■ Exercise
Format the rows below as a JSON list of strings, one string per line and no blank lines, from the line containing "the yellow football" through the last line of the rows, with both ends included.

--- Start Source material ---

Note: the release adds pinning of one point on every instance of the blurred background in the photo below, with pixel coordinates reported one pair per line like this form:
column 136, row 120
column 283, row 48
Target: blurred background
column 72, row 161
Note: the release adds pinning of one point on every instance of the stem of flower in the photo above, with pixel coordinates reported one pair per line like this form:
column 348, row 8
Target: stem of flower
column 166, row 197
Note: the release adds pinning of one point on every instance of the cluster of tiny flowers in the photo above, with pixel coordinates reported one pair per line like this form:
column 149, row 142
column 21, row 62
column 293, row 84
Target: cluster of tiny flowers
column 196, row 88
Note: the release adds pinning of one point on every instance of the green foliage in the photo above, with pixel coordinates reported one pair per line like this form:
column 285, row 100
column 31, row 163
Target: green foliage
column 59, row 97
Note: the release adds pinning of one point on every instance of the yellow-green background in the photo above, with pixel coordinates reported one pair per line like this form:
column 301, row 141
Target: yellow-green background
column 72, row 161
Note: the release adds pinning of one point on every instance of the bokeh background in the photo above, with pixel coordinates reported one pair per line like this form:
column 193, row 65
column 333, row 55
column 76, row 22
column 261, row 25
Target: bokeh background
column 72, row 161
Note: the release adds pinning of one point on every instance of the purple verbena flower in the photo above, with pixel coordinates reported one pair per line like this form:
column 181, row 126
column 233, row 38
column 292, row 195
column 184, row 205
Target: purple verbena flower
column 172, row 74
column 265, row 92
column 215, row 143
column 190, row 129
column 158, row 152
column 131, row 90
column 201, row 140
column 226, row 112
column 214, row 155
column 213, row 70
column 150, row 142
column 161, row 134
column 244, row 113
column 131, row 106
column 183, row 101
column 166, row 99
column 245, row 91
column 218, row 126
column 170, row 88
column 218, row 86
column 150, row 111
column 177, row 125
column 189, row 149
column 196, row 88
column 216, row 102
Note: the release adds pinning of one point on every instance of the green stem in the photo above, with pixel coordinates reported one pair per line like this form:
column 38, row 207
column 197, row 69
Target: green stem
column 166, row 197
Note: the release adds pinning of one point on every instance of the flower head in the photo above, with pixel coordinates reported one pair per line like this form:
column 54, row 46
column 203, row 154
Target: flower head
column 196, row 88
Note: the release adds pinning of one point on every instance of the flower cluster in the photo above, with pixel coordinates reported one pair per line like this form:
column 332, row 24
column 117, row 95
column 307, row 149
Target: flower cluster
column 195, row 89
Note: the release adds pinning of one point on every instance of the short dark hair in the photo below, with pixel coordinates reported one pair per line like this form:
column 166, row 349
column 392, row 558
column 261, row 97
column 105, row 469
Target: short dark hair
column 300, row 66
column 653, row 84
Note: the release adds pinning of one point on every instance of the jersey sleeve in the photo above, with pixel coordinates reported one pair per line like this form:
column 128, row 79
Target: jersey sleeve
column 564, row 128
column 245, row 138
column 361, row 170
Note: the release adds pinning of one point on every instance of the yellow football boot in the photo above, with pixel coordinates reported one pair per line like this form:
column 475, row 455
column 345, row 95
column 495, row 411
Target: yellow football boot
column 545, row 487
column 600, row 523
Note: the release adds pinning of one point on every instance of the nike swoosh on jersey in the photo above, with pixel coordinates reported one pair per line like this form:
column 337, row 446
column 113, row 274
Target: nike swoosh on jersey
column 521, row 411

--- End Source material ---

■ The reply
[
  "Note: the release adds pinning of one point on every instance of the yellow football boot in the photo above, with pixel coordinates reported one pair per line like this form:",
  "column 475, row 455",
  "column 345, row 95",
  "column 495, row 411",
  "Target: yellow football boot",
  "column 545, row 487",
  "column 600, row 523",
  "Note: the release adds pinning of one point on every instance of the nike swoosh on jersey in the photo above, with pixel coordinates reported one pair per line like this form:",
  "column 337, row 446",
  "column 113, row 274",
  "Target: nike swoosh on jersey",
  "column 521, row 411"
]